— The data —
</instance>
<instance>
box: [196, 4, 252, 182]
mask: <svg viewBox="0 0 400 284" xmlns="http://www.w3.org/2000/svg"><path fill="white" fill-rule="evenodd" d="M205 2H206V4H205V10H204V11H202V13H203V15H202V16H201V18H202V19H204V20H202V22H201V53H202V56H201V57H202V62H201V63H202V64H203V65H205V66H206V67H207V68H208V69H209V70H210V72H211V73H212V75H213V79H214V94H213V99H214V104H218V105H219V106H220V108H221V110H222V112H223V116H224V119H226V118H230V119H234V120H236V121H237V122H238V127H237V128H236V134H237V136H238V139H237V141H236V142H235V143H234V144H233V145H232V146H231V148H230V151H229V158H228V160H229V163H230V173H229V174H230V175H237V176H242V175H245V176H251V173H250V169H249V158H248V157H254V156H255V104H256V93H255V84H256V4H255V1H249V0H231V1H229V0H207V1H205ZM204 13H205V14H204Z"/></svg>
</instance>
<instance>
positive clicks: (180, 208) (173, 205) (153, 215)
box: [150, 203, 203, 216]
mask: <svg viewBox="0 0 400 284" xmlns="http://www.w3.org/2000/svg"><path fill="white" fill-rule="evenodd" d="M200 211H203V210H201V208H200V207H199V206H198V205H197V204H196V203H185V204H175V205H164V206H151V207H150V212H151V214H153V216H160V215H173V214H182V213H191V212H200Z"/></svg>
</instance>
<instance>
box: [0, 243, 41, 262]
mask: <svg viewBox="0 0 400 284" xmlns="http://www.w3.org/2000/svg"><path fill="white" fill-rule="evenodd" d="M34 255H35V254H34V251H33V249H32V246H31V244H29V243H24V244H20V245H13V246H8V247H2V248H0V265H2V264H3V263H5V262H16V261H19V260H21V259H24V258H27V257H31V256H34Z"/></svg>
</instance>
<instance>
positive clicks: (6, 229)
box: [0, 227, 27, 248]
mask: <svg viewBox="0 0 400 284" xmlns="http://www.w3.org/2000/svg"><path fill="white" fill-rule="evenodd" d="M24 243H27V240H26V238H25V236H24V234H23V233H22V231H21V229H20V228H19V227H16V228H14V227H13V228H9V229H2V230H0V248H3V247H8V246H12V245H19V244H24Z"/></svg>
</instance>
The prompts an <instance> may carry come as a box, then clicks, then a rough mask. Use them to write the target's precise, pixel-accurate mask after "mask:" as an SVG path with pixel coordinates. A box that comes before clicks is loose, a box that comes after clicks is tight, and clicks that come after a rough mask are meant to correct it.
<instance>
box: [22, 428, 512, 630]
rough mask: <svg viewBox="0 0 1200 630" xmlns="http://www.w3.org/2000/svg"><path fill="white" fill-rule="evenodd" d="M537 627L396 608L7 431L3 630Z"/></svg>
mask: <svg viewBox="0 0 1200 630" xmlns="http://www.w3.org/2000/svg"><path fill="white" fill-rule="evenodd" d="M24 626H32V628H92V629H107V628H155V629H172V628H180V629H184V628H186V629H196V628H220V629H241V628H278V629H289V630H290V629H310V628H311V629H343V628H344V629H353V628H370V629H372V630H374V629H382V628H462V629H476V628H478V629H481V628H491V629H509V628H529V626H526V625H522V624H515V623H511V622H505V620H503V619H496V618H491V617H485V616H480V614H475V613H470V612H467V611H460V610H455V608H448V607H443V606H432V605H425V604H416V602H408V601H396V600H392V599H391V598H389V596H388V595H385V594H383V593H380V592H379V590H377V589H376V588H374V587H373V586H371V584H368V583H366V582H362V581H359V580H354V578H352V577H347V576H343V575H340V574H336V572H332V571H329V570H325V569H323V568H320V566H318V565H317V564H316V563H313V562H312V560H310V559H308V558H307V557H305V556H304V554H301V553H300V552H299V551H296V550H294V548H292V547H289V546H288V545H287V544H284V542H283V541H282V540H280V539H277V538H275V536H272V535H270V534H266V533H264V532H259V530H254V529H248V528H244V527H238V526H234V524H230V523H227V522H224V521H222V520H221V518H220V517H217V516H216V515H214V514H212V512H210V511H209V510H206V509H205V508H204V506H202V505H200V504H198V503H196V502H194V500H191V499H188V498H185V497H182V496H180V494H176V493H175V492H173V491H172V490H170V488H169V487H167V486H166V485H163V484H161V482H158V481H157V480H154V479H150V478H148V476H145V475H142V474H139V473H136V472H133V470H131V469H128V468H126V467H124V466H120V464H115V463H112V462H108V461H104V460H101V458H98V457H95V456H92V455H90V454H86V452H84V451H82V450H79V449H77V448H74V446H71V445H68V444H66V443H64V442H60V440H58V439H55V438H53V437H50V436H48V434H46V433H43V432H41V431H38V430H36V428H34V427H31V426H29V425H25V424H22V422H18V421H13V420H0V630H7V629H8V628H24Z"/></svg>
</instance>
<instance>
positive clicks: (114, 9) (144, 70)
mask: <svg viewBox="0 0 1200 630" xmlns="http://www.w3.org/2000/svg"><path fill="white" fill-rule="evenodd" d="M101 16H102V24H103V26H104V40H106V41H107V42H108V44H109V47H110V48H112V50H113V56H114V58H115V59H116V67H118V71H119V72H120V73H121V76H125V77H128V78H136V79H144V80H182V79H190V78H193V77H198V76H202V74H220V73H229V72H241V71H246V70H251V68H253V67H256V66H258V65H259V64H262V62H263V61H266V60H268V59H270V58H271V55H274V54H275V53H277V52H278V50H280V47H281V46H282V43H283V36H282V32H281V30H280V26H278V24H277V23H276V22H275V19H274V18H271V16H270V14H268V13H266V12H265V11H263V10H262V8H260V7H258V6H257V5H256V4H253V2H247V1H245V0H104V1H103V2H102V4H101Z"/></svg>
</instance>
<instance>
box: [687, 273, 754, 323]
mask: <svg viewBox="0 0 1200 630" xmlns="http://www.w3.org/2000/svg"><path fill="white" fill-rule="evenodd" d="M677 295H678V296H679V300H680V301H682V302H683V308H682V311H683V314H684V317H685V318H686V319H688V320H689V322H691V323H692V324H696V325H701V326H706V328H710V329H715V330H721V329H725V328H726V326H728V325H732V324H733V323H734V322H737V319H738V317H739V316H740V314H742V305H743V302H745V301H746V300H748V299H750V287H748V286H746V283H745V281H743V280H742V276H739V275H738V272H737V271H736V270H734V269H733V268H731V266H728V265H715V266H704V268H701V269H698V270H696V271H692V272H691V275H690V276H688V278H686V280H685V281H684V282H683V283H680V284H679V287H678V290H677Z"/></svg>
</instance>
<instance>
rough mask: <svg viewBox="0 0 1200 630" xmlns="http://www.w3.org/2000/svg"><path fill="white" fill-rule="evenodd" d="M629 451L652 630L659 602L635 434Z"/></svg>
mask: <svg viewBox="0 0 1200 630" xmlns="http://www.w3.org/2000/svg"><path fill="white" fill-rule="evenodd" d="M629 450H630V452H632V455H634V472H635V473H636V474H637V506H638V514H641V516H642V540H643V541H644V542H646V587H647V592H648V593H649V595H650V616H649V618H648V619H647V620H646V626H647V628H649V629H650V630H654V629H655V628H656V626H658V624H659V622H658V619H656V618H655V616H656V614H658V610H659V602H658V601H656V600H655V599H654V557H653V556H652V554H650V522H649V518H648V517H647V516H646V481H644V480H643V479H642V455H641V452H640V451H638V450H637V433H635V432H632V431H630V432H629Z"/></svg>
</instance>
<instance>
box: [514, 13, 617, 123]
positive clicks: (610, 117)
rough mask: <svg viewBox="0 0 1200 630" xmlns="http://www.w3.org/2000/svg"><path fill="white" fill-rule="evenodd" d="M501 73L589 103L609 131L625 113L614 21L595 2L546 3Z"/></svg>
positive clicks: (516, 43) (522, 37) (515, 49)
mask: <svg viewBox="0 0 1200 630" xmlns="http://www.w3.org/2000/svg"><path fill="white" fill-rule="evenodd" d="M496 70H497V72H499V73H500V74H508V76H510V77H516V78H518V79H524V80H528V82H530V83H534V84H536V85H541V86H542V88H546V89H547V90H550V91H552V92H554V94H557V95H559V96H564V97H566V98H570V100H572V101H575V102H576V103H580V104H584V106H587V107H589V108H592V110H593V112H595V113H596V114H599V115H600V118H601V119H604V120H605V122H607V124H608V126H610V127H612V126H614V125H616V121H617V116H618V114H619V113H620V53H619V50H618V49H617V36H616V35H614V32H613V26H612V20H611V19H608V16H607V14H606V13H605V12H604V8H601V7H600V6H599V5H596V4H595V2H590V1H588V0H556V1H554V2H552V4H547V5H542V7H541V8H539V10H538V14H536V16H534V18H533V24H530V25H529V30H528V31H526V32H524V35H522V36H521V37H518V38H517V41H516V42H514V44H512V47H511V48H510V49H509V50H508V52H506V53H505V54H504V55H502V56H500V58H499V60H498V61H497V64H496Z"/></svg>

— Assignment —
Out of the data above, transcribe exactly and only the lines starting with the line that has "positive clicks: (6, 229)" and going on through the line that has "box: [22, 428, 512, 630]", both included.

— Task output —
positive clicks: (6, 229)
box: [0, 227, 27, 248]
mask: <svg viewBox="0 0 400 284" xmlns="http://www.w3.org/2000/svg"><path fill="white" fill-rule="evenodd" d="M24 243H27V240H26V238H25V236H24V234H23V233H22V231H21V229H20V228H19V227H16V228H14V227H13V228H9V229H2V230H0V248H3V247H8V246H12V245H19V244H24Z"/></svg>
</instance>
The prompts an <instance> may carry come as a box, then clicks, then a rough mask. Use them to write the target's precise, pixel-accurate mask after "mask:" as an SVG path with pixel coordinates. A box that comes before clicks is loose, a box that comes after clicks is tight, and clicks that come after a rough mask are meant to correct it.
<instance>
box: [22, 428, 512, 630]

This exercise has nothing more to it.